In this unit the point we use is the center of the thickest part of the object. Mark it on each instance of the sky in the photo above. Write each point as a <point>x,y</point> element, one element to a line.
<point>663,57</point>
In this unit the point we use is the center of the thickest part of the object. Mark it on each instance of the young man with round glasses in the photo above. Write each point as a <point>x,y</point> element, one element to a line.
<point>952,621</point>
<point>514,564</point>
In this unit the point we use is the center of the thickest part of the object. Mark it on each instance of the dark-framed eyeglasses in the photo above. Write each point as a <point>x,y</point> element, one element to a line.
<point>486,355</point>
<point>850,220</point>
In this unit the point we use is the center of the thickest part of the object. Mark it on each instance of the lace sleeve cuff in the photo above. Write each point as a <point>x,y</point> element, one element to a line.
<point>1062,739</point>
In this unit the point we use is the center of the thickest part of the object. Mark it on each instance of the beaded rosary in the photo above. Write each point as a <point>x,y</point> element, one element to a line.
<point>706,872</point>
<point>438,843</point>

• • •

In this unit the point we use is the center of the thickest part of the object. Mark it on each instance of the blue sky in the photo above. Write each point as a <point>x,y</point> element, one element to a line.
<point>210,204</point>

• • •

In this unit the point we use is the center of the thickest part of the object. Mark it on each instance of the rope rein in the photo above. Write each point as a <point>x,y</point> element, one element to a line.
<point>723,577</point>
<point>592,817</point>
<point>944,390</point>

• • •

**Given instruction:**
Reproduce without any change the lines running from the one that contains "of the rope" through the one that contains "<point>944,390</point>", inclusive.

**Exercise solution:**
In this unit the point we use is the center of the thickest part of the object. Mark it on each instance of the rope rein in the photo above. Write each point as a <point>x,y</point> element, one element to a line.
<point>723,577</point>
<point>592,817</point>
<point>944,390</point>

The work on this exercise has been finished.